_SUPPLIED TEXT_.

Wandering the city a bit more, in search of the theater, I noted that this had been one of the longest and best days of my life, and we hadn't even gotten to the reason we were actually there. This, undoubtedly, is significant.
It's the city. You exist in a low-grade panic whenever you are there, clinging to your guide for fear that you will misplace them and immediately find yourself beset by subway muggers from the 1970s.
New York City is not unfairly called the center of the universe. On any given day, the things one can do border on infinite. So, given that, what have you done today? Therapy, a toy store, dinner, and now a show? It would not make a great movie to watch.
Emily pursued the song books and stated that she had been in something like eleven. She was, as she puts it, one of those annoying child actors.
Maybe this is true. You never cared to verify it.
We were seated next to two rather talkative old women who asked if Jane Eyre was once a movie (it was) and generally chatted away ("Oh, I don't like her, she is just after his money." "She doesn't love him, Jane Eyre does.").
Those are the best people to be seated near when the actions on stage are as silly as this one was.
We left the theater, twisting throughout the crowds in the city and giggling over the play. Gods, in those moments, I felt like I was in a movie. A love story where nothing goes wrong. Everything was so... right. Every word, gesture, person in our way. Exactly as they should have been. I couldn't have written it better (so I am recapping it badly, I am sure.)
Funny how I just said it would not be a great movie. However, in the spirit of fairness to you, I can imagine how this exact scene could be cinematic. Muted sounds and non-diegetic music (depending on the tone of the montage).
Much as I once harped on your fixation on Kate, I sense I am going to transition to picking on you for wanting to craft a life worth watching rather than living one you authentically enjoy.
The car right home was intense. We told each other deeply of our histories.

_WHAT IS REQUIRED_.
Reproduce verbatim the part of the New York City account from "We left the" to "you authentically enjoy.".

_DATA_.
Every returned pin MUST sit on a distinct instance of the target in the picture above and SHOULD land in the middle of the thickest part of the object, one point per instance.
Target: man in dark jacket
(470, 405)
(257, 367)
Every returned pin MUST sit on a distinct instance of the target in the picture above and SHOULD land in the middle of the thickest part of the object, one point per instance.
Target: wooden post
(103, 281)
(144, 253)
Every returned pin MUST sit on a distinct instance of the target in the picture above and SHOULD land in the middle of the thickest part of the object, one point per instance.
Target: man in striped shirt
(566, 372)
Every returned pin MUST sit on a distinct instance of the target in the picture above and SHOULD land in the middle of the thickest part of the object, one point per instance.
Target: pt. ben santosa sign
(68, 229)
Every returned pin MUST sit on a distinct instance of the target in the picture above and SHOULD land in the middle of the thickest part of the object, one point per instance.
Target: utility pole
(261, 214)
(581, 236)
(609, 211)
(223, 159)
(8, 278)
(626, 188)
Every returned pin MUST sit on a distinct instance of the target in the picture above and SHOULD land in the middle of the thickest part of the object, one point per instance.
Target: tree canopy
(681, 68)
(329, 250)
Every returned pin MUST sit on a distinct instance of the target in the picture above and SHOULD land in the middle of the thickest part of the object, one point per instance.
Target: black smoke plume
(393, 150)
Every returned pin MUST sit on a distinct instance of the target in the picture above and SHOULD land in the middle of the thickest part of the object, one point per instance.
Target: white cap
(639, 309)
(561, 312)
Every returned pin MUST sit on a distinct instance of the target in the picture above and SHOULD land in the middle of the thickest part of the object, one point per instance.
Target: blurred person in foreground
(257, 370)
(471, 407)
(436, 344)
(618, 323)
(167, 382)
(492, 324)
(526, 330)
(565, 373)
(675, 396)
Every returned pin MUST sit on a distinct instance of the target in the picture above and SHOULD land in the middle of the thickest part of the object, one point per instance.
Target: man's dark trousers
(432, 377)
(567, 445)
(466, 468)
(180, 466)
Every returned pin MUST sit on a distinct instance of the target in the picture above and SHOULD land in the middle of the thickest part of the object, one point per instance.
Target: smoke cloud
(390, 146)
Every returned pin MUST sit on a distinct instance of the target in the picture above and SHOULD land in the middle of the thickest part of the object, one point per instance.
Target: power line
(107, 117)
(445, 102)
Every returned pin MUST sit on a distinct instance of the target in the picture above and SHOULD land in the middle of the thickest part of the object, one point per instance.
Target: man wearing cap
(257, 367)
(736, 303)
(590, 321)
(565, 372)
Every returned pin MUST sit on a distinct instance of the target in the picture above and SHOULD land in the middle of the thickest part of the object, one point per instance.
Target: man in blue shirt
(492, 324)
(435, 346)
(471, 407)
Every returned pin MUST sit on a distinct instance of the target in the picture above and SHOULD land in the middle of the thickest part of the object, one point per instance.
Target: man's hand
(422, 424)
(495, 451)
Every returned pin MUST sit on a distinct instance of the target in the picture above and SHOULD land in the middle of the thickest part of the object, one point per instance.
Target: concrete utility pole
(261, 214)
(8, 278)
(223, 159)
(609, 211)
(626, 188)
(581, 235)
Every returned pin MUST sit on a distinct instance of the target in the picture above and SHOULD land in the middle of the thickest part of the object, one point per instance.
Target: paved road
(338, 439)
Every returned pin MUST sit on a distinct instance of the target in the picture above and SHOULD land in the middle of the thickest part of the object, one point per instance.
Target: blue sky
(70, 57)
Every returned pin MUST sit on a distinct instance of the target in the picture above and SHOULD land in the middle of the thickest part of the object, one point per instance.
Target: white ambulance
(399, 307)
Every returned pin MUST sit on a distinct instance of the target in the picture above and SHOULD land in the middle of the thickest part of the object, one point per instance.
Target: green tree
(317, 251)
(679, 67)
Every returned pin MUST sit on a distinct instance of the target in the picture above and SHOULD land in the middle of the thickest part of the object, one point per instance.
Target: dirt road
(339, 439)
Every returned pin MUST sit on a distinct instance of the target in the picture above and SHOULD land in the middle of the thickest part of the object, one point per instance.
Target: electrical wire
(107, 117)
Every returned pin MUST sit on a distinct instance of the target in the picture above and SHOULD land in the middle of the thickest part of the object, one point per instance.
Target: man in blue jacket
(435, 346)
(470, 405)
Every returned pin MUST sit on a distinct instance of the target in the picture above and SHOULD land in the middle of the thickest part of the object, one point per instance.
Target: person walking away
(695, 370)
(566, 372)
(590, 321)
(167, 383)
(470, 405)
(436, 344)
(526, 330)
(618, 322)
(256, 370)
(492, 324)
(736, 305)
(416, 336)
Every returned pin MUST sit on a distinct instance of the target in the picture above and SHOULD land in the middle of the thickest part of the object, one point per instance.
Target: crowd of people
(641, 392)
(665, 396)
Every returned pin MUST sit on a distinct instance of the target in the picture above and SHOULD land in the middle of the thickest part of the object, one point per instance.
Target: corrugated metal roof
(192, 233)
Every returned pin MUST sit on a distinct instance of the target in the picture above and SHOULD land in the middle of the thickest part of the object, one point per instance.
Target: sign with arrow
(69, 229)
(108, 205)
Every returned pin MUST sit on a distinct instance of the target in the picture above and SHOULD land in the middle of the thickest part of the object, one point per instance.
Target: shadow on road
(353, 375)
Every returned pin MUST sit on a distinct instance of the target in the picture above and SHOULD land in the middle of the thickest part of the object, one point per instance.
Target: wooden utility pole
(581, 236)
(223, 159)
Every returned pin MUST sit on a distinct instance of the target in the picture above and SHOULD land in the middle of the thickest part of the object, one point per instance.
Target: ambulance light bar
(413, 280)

==

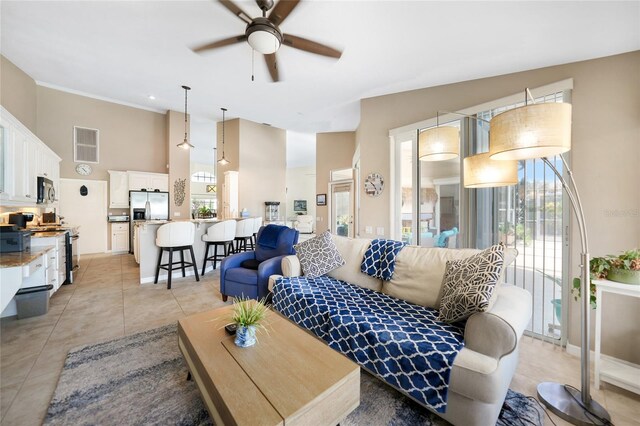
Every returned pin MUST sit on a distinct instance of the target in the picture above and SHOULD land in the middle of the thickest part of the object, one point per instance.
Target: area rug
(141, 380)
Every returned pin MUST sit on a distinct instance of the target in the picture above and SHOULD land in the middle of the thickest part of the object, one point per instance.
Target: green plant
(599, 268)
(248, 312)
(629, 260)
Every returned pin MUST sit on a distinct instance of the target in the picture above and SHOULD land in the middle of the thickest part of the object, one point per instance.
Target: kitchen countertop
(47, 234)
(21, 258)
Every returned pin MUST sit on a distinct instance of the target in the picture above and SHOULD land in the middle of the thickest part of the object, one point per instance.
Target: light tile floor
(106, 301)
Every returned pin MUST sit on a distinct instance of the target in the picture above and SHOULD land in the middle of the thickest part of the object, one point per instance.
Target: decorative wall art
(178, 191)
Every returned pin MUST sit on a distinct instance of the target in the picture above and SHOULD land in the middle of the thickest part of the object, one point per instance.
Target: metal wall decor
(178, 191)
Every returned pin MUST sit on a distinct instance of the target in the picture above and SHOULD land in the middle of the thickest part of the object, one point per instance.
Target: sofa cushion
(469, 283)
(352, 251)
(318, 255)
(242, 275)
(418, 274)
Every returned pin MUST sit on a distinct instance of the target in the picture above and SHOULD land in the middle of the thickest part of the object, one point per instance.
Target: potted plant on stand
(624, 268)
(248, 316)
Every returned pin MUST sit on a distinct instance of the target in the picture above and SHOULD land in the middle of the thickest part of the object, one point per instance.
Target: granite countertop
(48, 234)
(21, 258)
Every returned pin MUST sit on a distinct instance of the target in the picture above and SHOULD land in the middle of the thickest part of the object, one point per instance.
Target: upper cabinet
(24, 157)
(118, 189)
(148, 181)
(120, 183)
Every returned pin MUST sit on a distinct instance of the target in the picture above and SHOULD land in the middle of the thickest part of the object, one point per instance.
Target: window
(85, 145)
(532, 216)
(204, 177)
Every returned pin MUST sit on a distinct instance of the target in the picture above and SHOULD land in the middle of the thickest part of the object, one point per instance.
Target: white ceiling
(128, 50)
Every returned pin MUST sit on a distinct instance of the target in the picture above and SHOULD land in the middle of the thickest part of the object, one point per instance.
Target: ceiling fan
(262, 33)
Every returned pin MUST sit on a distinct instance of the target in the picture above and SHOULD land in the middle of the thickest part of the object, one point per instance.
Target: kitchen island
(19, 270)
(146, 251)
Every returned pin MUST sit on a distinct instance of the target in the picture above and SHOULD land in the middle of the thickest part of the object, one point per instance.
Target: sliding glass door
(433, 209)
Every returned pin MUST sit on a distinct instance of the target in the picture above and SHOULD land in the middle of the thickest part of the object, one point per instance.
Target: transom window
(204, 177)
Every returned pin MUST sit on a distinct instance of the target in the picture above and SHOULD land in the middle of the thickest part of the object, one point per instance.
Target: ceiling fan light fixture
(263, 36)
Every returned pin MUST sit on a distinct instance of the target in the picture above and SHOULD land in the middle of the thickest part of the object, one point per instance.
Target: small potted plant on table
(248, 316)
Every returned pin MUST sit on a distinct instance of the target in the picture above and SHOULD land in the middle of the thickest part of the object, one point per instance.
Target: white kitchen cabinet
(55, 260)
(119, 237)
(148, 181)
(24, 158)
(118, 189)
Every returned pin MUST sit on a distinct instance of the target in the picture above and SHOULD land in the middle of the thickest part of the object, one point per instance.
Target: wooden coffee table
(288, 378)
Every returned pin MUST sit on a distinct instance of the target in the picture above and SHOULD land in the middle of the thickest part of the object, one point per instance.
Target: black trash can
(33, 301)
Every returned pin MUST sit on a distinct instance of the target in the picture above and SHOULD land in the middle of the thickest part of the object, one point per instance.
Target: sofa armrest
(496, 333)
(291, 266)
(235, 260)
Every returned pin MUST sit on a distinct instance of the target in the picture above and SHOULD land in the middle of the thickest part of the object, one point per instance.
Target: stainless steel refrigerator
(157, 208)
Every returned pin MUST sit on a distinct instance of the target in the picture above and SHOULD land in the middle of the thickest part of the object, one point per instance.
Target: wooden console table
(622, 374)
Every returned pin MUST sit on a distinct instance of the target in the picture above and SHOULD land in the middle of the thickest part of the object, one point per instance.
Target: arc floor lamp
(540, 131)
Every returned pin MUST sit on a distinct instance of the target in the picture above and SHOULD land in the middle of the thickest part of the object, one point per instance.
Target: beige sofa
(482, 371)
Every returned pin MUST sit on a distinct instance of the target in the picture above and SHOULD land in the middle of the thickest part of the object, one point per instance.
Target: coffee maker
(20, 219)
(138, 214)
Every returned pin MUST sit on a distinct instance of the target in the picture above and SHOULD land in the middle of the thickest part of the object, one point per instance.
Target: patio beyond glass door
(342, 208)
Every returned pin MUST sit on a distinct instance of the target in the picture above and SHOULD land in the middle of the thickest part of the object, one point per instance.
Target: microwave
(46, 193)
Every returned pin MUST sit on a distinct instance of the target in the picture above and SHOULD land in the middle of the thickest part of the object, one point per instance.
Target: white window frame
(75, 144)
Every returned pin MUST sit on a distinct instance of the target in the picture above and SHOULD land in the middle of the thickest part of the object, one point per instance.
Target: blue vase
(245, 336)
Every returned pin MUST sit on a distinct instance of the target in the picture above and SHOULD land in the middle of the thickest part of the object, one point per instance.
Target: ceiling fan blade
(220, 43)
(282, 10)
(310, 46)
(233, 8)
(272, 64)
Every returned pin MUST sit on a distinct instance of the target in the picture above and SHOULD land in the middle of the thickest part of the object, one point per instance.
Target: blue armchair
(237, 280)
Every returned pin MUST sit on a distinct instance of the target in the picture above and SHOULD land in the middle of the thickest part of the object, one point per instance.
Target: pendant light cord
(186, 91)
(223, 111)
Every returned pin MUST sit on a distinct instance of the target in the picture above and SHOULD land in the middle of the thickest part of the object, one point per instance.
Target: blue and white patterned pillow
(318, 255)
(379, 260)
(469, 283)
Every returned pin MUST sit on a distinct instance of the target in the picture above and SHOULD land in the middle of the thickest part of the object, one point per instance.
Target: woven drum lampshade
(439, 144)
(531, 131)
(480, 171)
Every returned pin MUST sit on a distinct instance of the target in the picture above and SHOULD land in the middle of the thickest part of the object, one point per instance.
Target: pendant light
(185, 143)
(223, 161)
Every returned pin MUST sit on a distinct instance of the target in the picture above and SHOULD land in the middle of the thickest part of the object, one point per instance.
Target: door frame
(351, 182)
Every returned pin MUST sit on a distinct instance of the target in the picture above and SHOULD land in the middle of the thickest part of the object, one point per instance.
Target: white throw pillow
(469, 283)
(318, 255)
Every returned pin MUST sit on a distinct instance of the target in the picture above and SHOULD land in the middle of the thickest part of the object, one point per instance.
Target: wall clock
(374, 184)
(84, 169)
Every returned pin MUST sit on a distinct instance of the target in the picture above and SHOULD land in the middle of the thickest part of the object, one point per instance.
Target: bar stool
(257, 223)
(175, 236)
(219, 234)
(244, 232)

_EXERCISE SOLUTION_.
We left the theater, twisting throughout the crowds in the city and giggling over the play. Gods, in those moments, I felt like I was in a movie. A love story where nothing goes wrong. Everything was so... right. Every word, gesture, person in our way. Exactly as they should have been. I couldn't have written it better (so I am recapping it badly, I am sure.)
Funny how I just said it would not be a great movie. However, in the spirit of fairness to you, I can imagine how this exact scene could be cinematic. Muted sounds and non-diegetic music (depending on the tone of the montage).
Much as I once harped on your fixation on Kate, I sense I am going to transition to picking on you for wanting to craft a life worth watching rather than living one you authentically enjoy.